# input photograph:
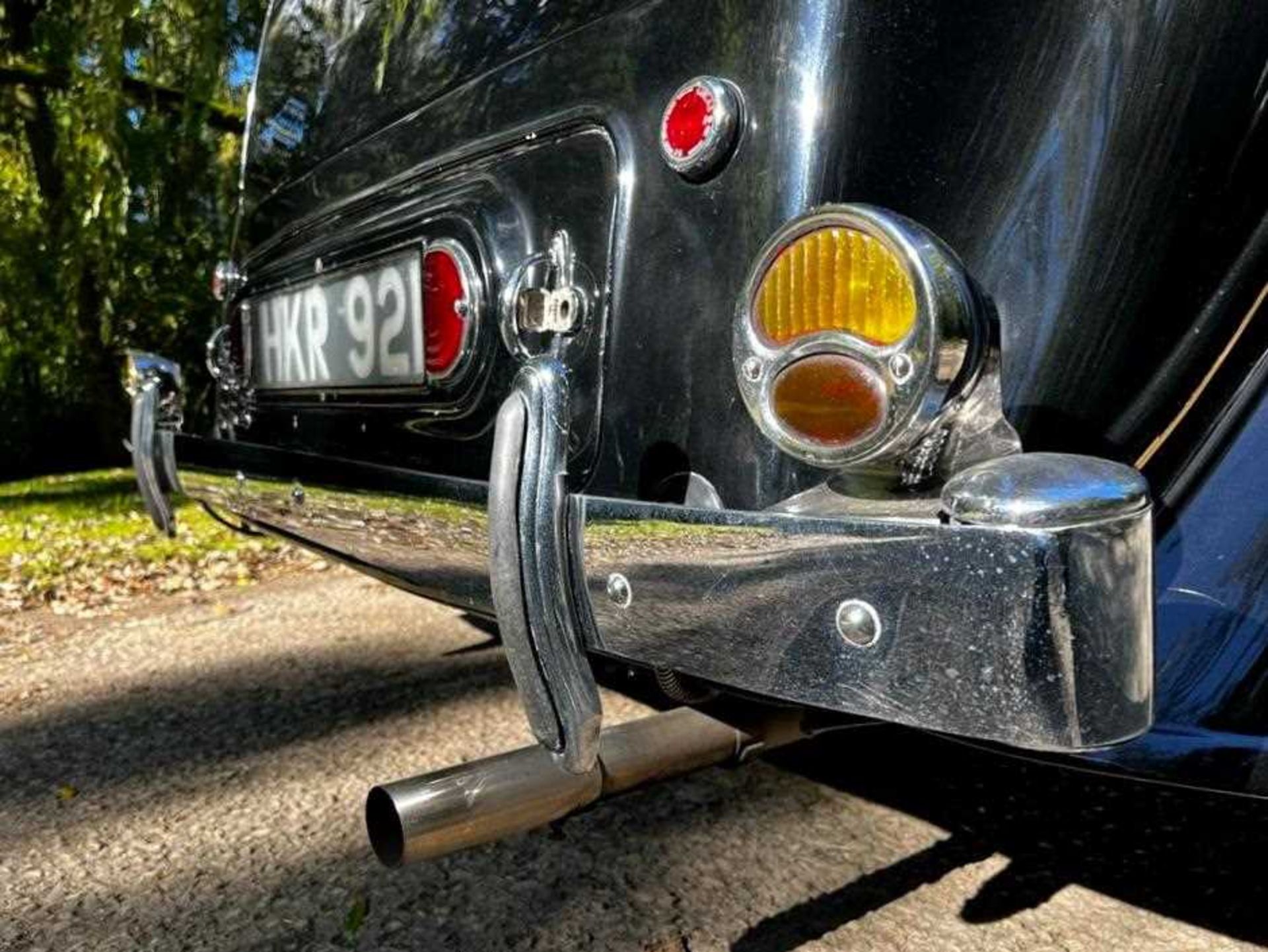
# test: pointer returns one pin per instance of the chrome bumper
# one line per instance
(975, 619)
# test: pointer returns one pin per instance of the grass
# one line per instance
(83, 540)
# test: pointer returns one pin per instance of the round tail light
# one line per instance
(449, 300)
(856, 333)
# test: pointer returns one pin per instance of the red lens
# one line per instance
(687, 121)
(829, 398)
(445, 329)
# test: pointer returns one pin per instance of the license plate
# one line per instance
(357, 327)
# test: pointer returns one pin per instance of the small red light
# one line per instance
(444, 302)
(687, 121)
(699, 127)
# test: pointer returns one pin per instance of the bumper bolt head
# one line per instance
(857, 623)
(619, 590)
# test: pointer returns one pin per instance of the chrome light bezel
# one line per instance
(921, 374)
(721, 135)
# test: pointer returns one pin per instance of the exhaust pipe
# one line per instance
(470, 804)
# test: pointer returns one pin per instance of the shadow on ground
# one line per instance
(1186, 855)
(176, 726)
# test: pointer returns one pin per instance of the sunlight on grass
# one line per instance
(83, 541)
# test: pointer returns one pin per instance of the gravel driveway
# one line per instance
(192, 777)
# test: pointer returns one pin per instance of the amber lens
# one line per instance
(829, 398)
(836, 279)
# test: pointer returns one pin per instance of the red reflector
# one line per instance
(829, 398)
(687, 119)
(444, 310)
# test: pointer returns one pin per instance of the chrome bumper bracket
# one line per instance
(530, 572)
(154, 384)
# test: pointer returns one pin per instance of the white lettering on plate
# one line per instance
(316, 329)
(392, 290)
(359, 318)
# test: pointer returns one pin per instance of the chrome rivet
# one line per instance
(857, 623)
(619, 590)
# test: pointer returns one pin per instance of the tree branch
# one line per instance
(220, 116)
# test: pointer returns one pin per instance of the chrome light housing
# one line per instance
(919, 368)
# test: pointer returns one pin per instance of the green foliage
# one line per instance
(118, 169)
(83, 544)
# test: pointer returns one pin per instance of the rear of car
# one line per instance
(697, 337)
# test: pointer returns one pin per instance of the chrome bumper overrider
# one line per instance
(1020, 609)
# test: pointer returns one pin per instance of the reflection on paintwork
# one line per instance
(1213, 632)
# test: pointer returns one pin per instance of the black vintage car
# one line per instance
(794, 363)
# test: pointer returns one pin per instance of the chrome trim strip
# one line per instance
(1039, 638)
(1038, 635)
(428, 534)
(529, 561)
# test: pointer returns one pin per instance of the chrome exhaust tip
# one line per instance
(470, 804)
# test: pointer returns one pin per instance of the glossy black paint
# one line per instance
(1211, 650)
(1097, 165)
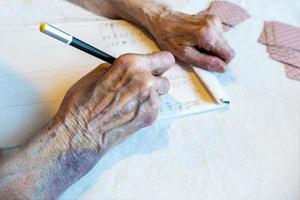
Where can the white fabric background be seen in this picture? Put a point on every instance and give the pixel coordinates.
(251, 151)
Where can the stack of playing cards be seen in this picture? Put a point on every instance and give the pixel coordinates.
(283, 44)
(229, 13)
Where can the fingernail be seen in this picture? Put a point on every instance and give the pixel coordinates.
(220, 68)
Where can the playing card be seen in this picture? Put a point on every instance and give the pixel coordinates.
(286, 36)
(292, 72)
(285, 55)
(230, 14)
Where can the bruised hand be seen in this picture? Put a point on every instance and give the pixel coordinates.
(194, 39)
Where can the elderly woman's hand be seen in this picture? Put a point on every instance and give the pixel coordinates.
(111, 102)
(98, 112)
(194, 39)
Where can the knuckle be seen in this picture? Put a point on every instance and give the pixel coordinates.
(127, 60)
(144, 81)
(184, 52)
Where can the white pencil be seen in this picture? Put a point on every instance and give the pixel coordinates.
(212, 85)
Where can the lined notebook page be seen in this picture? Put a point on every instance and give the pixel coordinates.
(36, 71)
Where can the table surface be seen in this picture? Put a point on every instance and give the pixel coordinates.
(251, 151)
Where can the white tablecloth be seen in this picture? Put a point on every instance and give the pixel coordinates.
(251, 151)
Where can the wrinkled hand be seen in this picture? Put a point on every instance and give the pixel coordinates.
(194, 39)
(111, 102)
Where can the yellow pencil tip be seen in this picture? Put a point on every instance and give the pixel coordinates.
(43, 27)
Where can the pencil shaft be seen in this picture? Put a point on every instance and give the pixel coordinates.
(92, 50)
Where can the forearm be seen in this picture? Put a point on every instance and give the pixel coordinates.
(47, 165)
(139, 12)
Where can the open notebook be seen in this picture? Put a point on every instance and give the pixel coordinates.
(36, 71)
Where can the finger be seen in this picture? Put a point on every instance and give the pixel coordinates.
(217, 45)
(93, 75)
(193, 56)
(159, 63)
(161, 85)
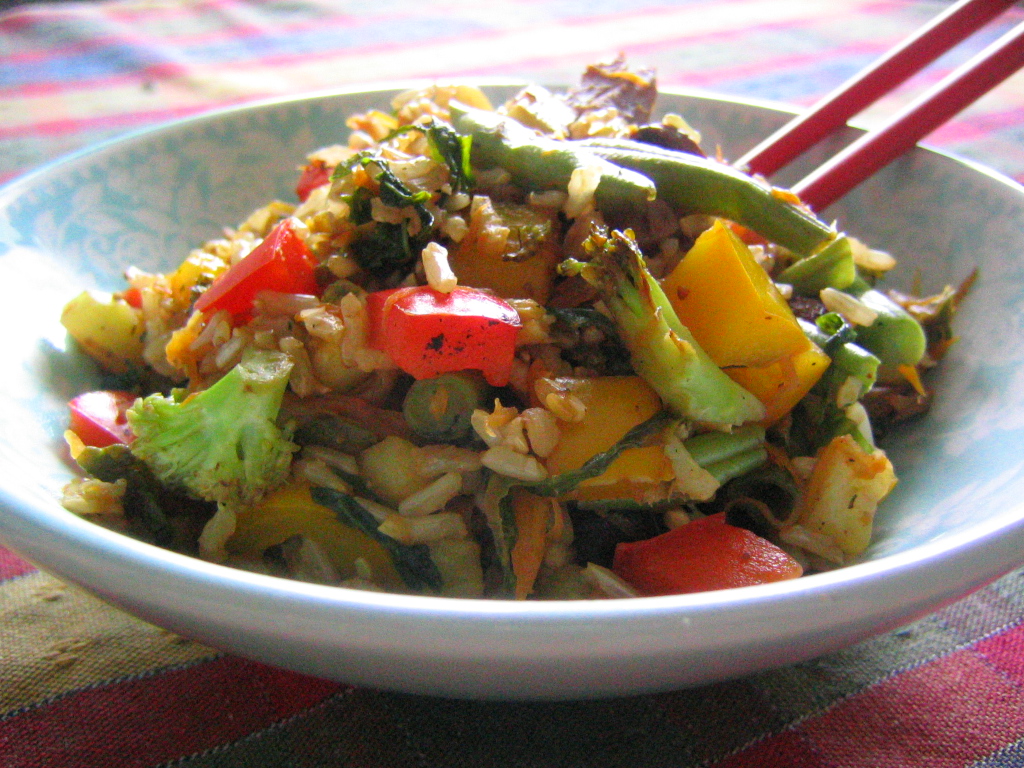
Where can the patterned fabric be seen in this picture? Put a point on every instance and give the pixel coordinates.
(83, 684)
------------------------------
▸ What this task involves
Every entry, exactly as written: transcribe it, passing over any pictures.

▸ Completed task
# input photograph:
# test: pointer returns one pin per instance of the chrome bumper
# one line per instance
(975, 619)
# test: pointer returns one pin per instance of the grass
# one line per instance
(83, 540)
# test: pointer returns one pin per instance of the round tail light
# one line per instance
(449, 300)
(856, 333)
# test: pointer returns one pin per instance of the red lens
# one line per instance
(687, 121)
(829, 398)
(445, 329)
# test: pointer returns one pin per instance of the license plate
# one line per instance
(357, 327)
# test: pointer returns one pin per instance of the small red light
# one line per instance
(444, 302)
(687, 121)
(699, 127)
# test: pointer returns one pin per instance of the bumper bolt head
# one line per instance
(857, 623)
(619, 590)
# test: pointer returns one pin per instance of the chrome light bezel
# one line per instance
(921, 374)
(721, 135)
# test: pointer returns one pin per instance of the exhaust pipe
# one line per instance
(470, 804)
# test: pointer returns one pin per instance of the shadow on ground
# one line per instance
(1186, 855)
(176, 726)
# test: pointer returns one pin per instance of the sunlight on grass
# one line per instance
(83, 541)
# test: pointer returns one pin per instance of the gravel driveway
# one line per instance
(192, 777)
# test: pointer returns one pin per instance of the amber lens
# one line per instance
(829, 398)
(836, 279)
# test: pointer returns one pin per instance of the red reflector
# one line per instance
(829, 398)
(687, 119)
(444, 310)
# test: pointer returns one pin per instance of the chrome bumper bracket
# one line per instance
(530, 572)
(154, 384)
# test: pointer returns one pin per instance of the white lettering on plate
# one line per instance
(316, 329)
(392, 290)
(359, 318)
# test: pointer returns one pin per instance of the chrome rivet
# one line per instance
(857, 623)
(619, 590)
# test: pointer returns one pin per instance of the tree branch
# one line per instance
(220, 116)
# test: pointer returns one pin per instance of the chrome light housing
# one line per instance
(919, 368)
# test: pointer returns one pin per instance of the green foliage
# one line per instance
(118, 169)
(83, 544)
# test: pointer returns one pin per instance of the rear of car
# one line per instance
(697, 337)
# test: pointer returns one pin per instance of the chrome bumper overrider
# one line per instance
(1020, 609)
# test: pointer returns one pin per instance of the reflection on paintwork
# one line per instance
(1213, 632)
# test: pointer returns one pin per instance of the black vintage car
# one line per instance
(794, 363)
# test: pointer returns one pin per instance of the chrome trim strip
# one line per instance
(1039, 638)
(1038, 635)
(428, 534)
(529, 561)
# test: pointer returns one pin per instance of the chrome exhaust tip
# one line per instance
(470, 804)
# test: pointer returns one pin per instance of the glossy black paint
# one line per instance
(1211, 650)
(1097, 165)
Where can the white fabric background be seen in this picture? Put a point on every instance and give the pixel coordinates.
(251, 151)
Where can the stack of playing cards be seen in this picture? Put a point on every instance and give the pixel coordinates.
(283, 44)
(229, 13)
Where can the fingernail be seen in this picture? Put a point on every instance and give the pixel coordinates.
(220, 68)
Where can the playing card be seen in this picture? Put a point on every instance and give the pixel coordinates.
(286, 36)
(292, 72)
(285, 55)
(230, 14)
Where can the bruised hand be seen in this picture? Put a point on every instance and give the pixel coordinates.
(194, 39)
Where can the elderly woman's hand be seen in this picture? Put a point on every instance and give the pixel coordinates.
(111, 102)
(98, 112)
(194, 39)
Where can the knuckle be seen in this picture? Put a point on every instance and give the pixel coordinates.
(127, 60)
(144, 81)
(184, 52)
Where can the white pencil be seen in this picture? Put a point on every instance and give the pixel coordinates.
(212, 85)
Where can the lined notebook page be seen in this picture? Put a point on every instance and give the pixel coordinates.
(36, 71)
Where can the table surface be seen in this picture? Put a point on every instance and give the pixel coordinates.
(251, 151)
Where can the white tablecloth be seen in this picture? Put a point on every instance and give the pixel coordinates.
(251, 151)
Where can the wrinkled hand be seen in this picture? Put a point on every instance and give the pixel coordinates.
(194, 39)
(111, 102)
Where can the yellow pencil tip be seen in this picture? Put a point on every instance and give the pixel coordinates.
(43, 27)
Where can the pencil shaft be seen in this picture? Put a point on every instance and give the pixel coordinates.
(92, 50)
Where can the forearm be seen in this picture? Put a point on every instance and give the pixel coordinates.
(47, 165)
(139, 12)
Where can the open notebook be seen in this picture? Put a point on every instance and give the pixel coordinates.
(36, 71)
Where can the finger be seen in this picture? Put a point on every instance and give the pixel coordinates.
(217, 45)
(93, 75)
(193, 56)
(159, 63)
(161, 85)
Where can the patterned fabric be seen in this picture? Put a point on every instance and give the pixel coordinates.
(83, 684)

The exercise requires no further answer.